— BEGIN SELECTED PASSAGE —
Publication: RAND Journal of Economics
Publication Date: 22-MAR-07
Delivery: Immediate Online Access
Author: Fevrier, Philippe ; Linnemer, Laurent ; Visser, Michael

Article Excerpt
We report results from an experiment on two-unit sequential auctions with and without a buyer's option (which allows the winner of the first auction to buy the second unit). The four main auction institutions are studied. Observed bidding behavior is close to Nash equilibrium bidding in the auctions for the second unit, but not in the auctions for the first unit. Despite these deviations, the buyer's option is correctly used in most cases. The revenue ranking of the four auctions is the same as in single-unit experiments. Successive prices are declining when the buyer's option is available.
— END SELECTED PASSAGE —
— BEGIN RECORDS —
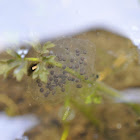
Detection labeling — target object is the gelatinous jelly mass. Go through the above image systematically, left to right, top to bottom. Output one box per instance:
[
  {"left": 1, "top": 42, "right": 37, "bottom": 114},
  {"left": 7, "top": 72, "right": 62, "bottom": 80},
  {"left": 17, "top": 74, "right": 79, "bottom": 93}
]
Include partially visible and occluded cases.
[{"left": 29, "top": 38, "right": 96, "bottom": 103}]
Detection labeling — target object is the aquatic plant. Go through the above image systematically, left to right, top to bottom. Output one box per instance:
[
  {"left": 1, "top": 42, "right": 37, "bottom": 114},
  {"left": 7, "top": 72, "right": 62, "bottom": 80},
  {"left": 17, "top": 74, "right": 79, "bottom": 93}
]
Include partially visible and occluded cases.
[{"left": 0, "top": 38, "right": 140, "bottom": 140}]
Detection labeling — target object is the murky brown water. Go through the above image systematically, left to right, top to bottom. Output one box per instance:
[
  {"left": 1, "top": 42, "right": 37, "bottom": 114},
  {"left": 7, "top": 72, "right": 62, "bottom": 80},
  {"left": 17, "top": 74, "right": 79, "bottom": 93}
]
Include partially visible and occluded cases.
[{"left": 0, "top": 30, "right": 140, "bottom": 140}]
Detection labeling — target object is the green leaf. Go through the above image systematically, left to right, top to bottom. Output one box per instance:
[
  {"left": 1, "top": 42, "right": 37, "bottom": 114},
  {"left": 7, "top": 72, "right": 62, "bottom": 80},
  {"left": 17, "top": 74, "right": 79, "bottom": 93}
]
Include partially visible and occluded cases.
[
  {"left": 14, "top": 61, "right": 28, "bottom": 81},
  {"left": 39, "top": 70, "right": 49, "bottom": 83}
]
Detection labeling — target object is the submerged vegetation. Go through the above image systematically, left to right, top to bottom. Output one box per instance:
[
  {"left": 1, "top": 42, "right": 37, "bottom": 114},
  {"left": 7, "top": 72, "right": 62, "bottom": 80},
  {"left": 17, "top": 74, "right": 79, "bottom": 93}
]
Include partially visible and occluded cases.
[{"left": 0, "top": 34, "right": 140, "bottom": 140}]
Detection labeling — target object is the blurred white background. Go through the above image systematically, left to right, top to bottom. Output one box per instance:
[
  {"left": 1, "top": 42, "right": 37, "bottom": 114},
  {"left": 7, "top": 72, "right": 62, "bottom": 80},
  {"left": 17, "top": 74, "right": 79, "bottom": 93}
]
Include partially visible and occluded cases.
[
  {"left": 0, "top": 0, "right": 140, "bottom": 140},
  {"left": 0, "top": 0, "right": 140, "bottom": 47}
]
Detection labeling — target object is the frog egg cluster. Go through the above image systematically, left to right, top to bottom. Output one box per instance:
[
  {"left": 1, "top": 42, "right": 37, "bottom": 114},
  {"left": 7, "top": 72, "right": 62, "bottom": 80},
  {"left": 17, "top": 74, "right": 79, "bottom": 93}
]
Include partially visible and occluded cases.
[{"left": 28, "top": 38, "right": 96, "bottom": 102}]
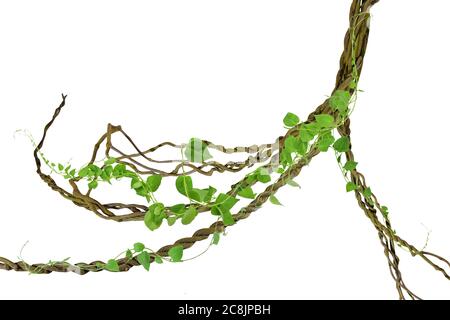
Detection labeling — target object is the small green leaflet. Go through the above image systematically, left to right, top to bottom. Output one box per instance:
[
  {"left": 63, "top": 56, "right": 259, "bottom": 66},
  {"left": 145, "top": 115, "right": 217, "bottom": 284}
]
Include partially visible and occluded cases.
[
  {"left": 329, "top": 90, "right": 352, "bottom": 114},
  {"left": 283, "top": 112, "right": 300, "bottom": 127},
  {"left": 314, "top": 114, "right": 334, "bottom": 128},
  {"left": 333, "top": 136, "right": 350, "bottom": 152},
  {"left": 184, "top": 138, "right": 212, "bottom": 163},
  {"left": 105, "top": 158, "right": 117, "bottom": 166},
  {"left": 344, "top": 160, "right": 358, "bottom": 171},
  {"left": 147, "top": 174, "right": 162, "bottom": 192},
  {"left": 88, "top": 180, "right": 98, "bottom": 189},
  {"left": 346, "top": 182, "right": 358, "bottom": 192},
  {"left": 238, "top": 187, "right": 255, "bottom": 199},
  {"left": 269, "top": 195, "right": 282, "bottom": 206},
  {"left": 144, "top": 203, "right": 165, "bottom": 231},
  {"left": 181, "top": 207, "right": 198, "bottom": 225},
  {"left": 212, "top": 232, "right": 220, "bottom": 246},
  {"left": 133, "top": 242, "right": 145, "bottom": 252},
  {"left": 168, "top": 245, "right": 184, "bottom": 262},
  {"left": 125, "top": 249, "right": 133, "bottom": 260},
  {"left": 136, "top": 251, "right": 150, "bottom": 271},
  {"left": 105, "top": 259, "right": 120, "bottom": 272}
]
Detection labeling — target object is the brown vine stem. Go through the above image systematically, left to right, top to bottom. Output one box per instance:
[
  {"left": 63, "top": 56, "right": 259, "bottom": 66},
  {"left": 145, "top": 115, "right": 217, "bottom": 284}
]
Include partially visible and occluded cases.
[{"left": 0, "top": 0, "right": 450, "bottom": 299}]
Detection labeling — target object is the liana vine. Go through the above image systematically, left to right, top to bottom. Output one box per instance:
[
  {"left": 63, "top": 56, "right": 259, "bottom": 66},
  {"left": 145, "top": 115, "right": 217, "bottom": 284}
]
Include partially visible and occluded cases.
[{"left": 0, "top": 0, "right": 450, "bottom": 299}]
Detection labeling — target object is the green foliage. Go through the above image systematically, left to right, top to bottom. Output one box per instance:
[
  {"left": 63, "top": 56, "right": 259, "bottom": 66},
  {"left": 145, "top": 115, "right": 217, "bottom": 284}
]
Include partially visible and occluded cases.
[
  {"left": 329, "top": 90, "right": 352, "bottom": 114},
  {"left": 283, "top": 112, "right": 300, "bottom": 127},
  {"left": 333, "top": 136, "right": 350, "bottom": 152},
  {"left": 184, "top": 138, "right": 212, "bottom": 163},
  {"left": 105, "top": 158, "right": 117, "bottom": 166},
  {"left": 344, "top": 160, "right": 358, "bottom": 171},
  {"left": 147, "top": 174, "right": 162, "bottom": 192},
  {"left": 287, "top": 179, "right": 301, "bottom": 189},
  {"left": 88, "top": 180, "right": 98, "bottom": 189},
  {"left": 211, "top": 193, "right": 239, "bottom": 216},
  {"left": 144, "top": 203, "right": 165, "bottom": 231},
  {"left": 181, "top": 206, "right": 198, "bottom": 225},
  {"left": 221, "top": 210, "right": 236, "bottom": 226},
  {"left": 133, "top": 242, "right": 145, "bottom": 252},
  {"left": 168, "top": 245, "right": 184, "bottom": 262},
  {"left": 125, "top": 249, "right": 133, "bottom": 260},
  {"left": 136, "top": 251, "right": 150, "bottom": 271},
  {"left": 104, "top": 259, "right": 120, "bottom": 272}
]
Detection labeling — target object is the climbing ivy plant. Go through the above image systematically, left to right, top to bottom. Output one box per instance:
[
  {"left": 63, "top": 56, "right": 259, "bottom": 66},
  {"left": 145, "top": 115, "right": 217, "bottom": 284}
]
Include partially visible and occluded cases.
[{"left": 0, "top": 0, "right": 450, "bottom": 299}]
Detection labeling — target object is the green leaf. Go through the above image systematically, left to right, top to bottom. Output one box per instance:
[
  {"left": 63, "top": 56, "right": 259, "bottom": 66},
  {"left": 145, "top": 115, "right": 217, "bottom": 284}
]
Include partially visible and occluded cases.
[
  {"left": 329, "top": 90, "right": 352, "bottom": 114},
  {"left": 283, "top": 112, "right": 300, "bottom": 127},
  {"left": 314, "top": 114, "right": 334, "bottom": 128},
  {"left": 299, "top": 124, "right": 315, "bottom": 142},
  {"left": 317, "top": 132, "right": 334, "bottom": 152},
  {"left": 333, "top": 137, "right": 350, "bottom": 152},
  {"left": 184, "top": 138, "right": 212, "bottom": 163},
  {"left": 280, "top": 149, "right": 293, "bottom": 166},
  {"left": 105, "top": 158, "right": 117, "bottom": 166},
  {"left": 344, "top": 160, "right": 358, "bottom": 171},
  {"left": 113, "top": 163, "right": 126, "bottom": 178},
  {"left": 78, "top": 167, "right": 89, "bottom": 178},
  {"left": 147, "top": 174, "right": 162, "bottom": 192},
  {"left": 175, "top": 176, "right": 193, "bottom": 198},
  {"left": 131, "top": 178, "right": 144, "bottom": 190},
  {"left": 287, "top": 179, "right": 301, "bottom": 189},
  {"left": 88, "top": 180, "right": 98, "bottom": 189},
  {"left": 346, "top": 182, "right": 358, "bottom": 192},
  {"left": 238, "top": 187, "right": 255, "bottom": 199},
  {"left": 363, "top": 187, "right": 372, "bottom": 199},
  {"left": 211, "top": 193, "right": 239, "bottom": 216},
  {"left": 269, "top": 195, "right": 282, "bottom": 206},
  {"left": 144, "top": 203, "right": 165, "bottom": 231},
  {"left": 170, "top": 203, "right": 186, "bottom": 215},
  {"left": 381, "top": 206, "right": 389, "bottom": 220},
  {"left": 181, "top": 207, "right": 198, "bottom": 225},
  {"left": 221, "top": 209, "right": 235, "bottom": 226},
  {"left": 166, "top": 216, "right": 178, "bottom": 227},
  {"left": 212, "top": 232, "right": 220, "bottom": 246},
  {"left": 133, "top": 242, "right": 145, "bottom": 252},
  {"left": 168, "top": 245, "right": 184, "bottom": 262},
  {"left": 125, "top": 250, "right": 133, "bottom": 260},
  {"left": 136, "top": 251, "right": 150, "bottom": 271},
  {"left": 105, "top": 259, "right": 120, "bottom": 272}
]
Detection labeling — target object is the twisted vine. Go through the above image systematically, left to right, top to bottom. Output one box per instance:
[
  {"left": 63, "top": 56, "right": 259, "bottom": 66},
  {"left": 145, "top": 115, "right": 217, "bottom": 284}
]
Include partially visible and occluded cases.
[{"left": 0, "top": 0, "right": 450, "bottom": 299}]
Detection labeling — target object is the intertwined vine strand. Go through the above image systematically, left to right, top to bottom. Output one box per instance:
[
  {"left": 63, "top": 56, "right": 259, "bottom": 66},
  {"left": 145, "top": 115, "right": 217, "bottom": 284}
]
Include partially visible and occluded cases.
[{"left": 0, "top": 0, "right": 450, "bottom": 299}]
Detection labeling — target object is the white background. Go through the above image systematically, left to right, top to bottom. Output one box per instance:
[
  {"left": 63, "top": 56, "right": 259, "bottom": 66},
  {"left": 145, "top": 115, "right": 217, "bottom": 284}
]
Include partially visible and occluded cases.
[{"left": 0, "top": 0, "right": 450, "bottom": 299}]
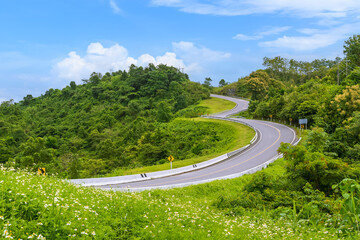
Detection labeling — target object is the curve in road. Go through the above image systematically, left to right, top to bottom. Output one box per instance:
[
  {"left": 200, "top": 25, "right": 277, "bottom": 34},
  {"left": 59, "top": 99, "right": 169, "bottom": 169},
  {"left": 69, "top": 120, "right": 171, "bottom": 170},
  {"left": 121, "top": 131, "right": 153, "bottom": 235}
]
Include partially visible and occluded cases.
[{"left": 100, "top": 95, "right": 296, "bottom": 191}]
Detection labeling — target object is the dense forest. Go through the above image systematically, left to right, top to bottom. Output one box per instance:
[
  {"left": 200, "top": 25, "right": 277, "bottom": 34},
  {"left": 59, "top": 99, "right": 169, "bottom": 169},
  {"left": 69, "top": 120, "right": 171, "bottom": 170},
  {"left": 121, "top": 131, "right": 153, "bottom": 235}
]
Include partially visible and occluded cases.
[
  {"left": 0, "top": 35, "right": 360, "bottom": 239},
  {"left": 214, "top": 35, "right": 360, "bottom": 236},
  {"left": 0, "top": 64, "right": 221, "bottom": 178}
]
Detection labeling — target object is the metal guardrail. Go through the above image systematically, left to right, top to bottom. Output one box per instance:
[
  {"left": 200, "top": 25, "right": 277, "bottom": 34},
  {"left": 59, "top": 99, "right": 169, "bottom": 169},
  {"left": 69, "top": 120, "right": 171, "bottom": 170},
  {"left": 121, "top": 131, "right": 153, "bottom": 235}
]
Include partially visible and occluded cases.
[{"left": 70, "top": 116, "right": 261, "bottom": 186}]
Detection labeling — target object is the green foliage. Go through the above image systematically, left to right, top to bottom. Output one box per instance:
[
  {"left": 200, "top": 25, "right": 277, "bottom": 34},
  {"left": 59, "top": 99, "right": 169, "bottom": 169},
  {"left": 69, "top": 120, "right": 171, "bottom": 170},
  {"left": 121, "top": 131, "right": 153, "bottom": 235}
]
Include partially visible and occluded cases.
[
  {"left": 344, "top": 35, "right": 360, "bottom": 66},
  {"left": 0, "top": 64, "right": 209, "bottom": 177}
]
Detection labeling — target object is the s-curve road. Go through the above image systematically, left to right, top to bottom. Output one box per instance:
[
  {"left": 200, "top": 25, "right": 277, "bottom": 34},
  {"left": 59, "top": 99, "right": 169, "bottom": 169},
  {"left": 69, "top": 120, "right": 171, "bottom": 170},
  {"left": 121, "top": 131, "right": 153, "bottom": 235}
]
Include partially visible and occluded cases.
[{"left": 98, "top": 95, "right": 296, "bottom": 191}]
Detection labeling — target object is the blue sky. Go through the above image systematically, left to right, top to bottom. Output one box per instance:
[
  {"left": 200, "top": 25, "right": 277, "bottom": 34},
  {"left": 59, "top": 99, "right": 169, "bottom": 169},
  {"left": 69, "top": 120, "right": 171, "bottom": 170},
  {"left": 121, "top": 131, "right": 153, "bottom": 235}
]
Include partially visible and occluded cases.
[{"left": 0, "top": 0, "right": 360, "bottom": 102}]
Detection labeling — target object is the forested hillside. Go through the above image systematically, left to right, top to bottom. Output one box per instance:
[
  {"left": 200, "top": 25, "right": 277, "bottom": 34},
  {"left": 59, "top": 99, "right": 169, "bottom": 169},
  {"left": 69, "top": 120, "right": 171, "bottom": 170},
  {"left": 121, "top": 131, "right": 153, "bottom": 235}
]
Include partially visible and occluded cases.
[
  {"left": 212, "top": 35, "right": 360, "bottom": 236},
  {"left": 0, "top": 64, "right": 221, "bottom": 178}
]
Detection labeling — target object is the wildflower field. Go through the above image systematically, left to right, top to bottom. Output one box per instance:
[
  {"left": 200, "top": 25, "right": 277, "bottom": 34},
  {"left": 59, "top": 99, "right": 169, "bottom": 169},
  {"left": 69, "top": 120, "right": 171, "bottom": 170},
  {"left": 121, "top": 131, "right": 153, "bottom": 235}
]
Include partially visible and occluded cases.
[{"left": 0, "top": 162, "right": 348, "bottom": 239}]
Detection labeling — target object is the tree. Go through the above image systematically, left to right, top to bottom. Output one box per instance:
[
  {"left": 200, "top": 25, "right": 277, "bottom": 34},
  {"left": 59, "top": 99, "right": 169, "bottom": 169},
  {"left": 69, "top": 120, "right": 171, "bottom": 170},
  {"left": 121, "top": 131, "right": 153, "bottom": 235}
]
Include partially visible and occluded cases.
[
  {"left": 344, "top": 35, "right": 360, "bottom": 66},
  {"left": 203, "top": 77, "right": 212, "bottom": 88}
]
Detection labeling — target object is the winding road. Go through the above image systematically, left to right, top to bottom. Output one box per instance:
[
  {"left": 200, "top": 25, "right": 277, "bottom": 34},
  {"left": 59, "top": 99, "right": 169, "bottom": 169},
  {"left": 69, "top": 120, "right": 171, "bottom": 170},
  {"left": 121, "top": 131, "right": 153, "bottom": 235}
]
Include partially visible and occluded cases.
— END RECORDS —
**PARTS OF THE EXERCISE**
1. According to the article excerpt on sequential auctions, what happens to successive prices when the buyer's option is available?
2. Go on with the article excerpt on sequential auctions, starting after its final sentence.
The listing has no connection to the article excerpt on sequential auctions.

**RESULTS FOR THE EXERCISE**
1. Successive prices decline when the buyer's option is available.

2.
1. Introduction

* In sales of multiple units of a particular good, auction houses often choose to sell the items sequentially, i.e., the items are auctioned separately, one after the other. The advantage of a sequential auction is that it may fit the needs of both small and large buyers, whereas the alternative auction procedure that consists in selling all available units simultaneously, in one shot, may exclude buyers who set low values on the items (which reduces competition at the auction). The main disadvantage of a sequential method is that it can be time consuming, especially when the total number of units for sale is large. For this reason, auctioneers sometimes provide a so-called buyer's option, which gives the winner of the first auction the right to buy any number of units (1,2, ..., or all units available). For each unit, she must pay the winning price established at the first auction. If the winning bidder decides to purchase only part of the total quantity, the remaining items are reauctioned, in the same manner, through a second auction; and this scheme is repeated until all units are eventually sold.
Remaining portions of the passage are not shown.